TÜRKİYE CUMHURİYETİ
ANAYASA MAHKEMESİ
BİRİNCİ BÖLÜM
KARAR
AHMET BURSALI VE DİĞERLERİ BAŞVURUSU
(Başvuru Numarası: 2020/11909)
Karar Tarihi: 7/1/2025
Başkan
:
Hasan Tahsin GÖKCAN
Üyeler
Recai AKYEL
Selahaddin MENTEŞ
Muhterem İNCE
Yılmaz AKÇİL
Raportör
Olcay ÖZCAN
Başvurucular
1.Ahmet BURSALI
2. Gülden TÜRKYILMAZ
3. Nevhal BURSALI
4. Salim BURSALI
Vekilleri
Av. Tuncay AKINCI
I. BAŞVURUNUN KONUSU
1. Başvuru; tapu iptal ve tescil talebinin kesin hüküm ve hak düşürücü süre yönünden, tazminat talebinin ise zaman aşımına dayalı olarak reddedilmesi nedeniyle mahkemeye erişim hakkının ihlal edildiği iddiasına ilişkindir.
II. BAŞVURU SÜRECİ
2. Başvuru 9/3/2020 tarihinde yapılmıştır. Komisyonca başvurunun kabul edilebilirlik incelemesinin Bölüm tarafından yapılmasına karar verilmiştir.
3. Başvuru belgelerinin bir örneği, bilgi için Adalet Bakanlığına (Bakanlık) gönderilmiştir. Bakanlık, görüşünü bildirmiştir.
III. OLAY VE OLGULAR
4. Başvuru formu ve eklerinde ifade edildiği şekliyle olaylar şöyledir:
5. 16/8/1947 tarihli kök tapu kayıtlı 9.190 m² yüz ölçüme sahip taşınmaz başvurucuların murisi S. kızı F.B. adına kayıtlıdır.
6. 24/3/1987 tarihinde kesinleşen kadastro uygulaması sonucunda İzmir'in Karaburun ilçesi İskele Mahallesi'nde bulunan 158 ada 21 parsel sayılı taşınmaz 16/8/1947 tarihli kök tapu kaydına dayanılarak başvurucuların murisi F.B. adına, aynı yerde bulunan 158 ada 15 ve 22 parsel sayılı taşınmazlar ise Maliye Hazinesi (Hazine) adına tespit ve tescil edilmiştir.

> **Görevler**
a: Anayasa Mahkemesi kararına göre başvuru hangi tarihte yapılmış?
b: Anayasa Mahkemesi kararını son cümlesinden sonrasıyla ilerlet.

> **Verilen Liste**
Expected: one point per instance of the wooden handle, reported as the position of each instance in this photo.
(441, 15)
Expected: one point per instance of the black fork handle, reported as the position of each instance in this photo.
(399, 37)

> **Sırayla Sonuçlar**
a: 9/3/2020 tarihinde.

b:
A. 158 Ada 15 ve 22 Parsel Sayılı Taşınmazlara İlişkin İlk Dava Süreci
7. K.B., C.B. ve N.B. 23/11/1990 tarihinde Hazine aleyhine Karaburun Asliye Hukuk Mahkemesinde (Asliye Hukuk Mahkemesi) tapu iptali ve tescil davası açmıştır. Davacılar bu davada 158 ada 15 ve 22 parsel sayılı taşınmazların murisleri F.B.ye ait kök tapu kaydı kapsamında kaldığını ve kendi adlarına tescil gören aynı yerdeki 21 parsel sayılı taşınmaz ile bir bütün olduğu hâlde Hazine adına tespit gördüğünü ileri sürmüştür.
8. Asliye Hukuk Mahkemesi 27/1/1995 tarihinde davanın kısmen kabulüne, 22 No.lu parselin tamamının, 15 No.lu parselin ise 2.102 m²lik kısmının tapu kaydının iptaline ve veraset ilamındaki payları oranında davacılar adına tesciline karar vermiştir. Kararın gerekçesinde 16/8/1947 tarihli kök tapu kaydının kadastro sırasında yanlışlıkla 21 No.lu parsele uygulandığını, aslında dayanak tapunun 22 No.lu parselin tamamı ile 15 No.lu parselin 2.102 m²lik kısmını kapsadığını ifade etmiştir.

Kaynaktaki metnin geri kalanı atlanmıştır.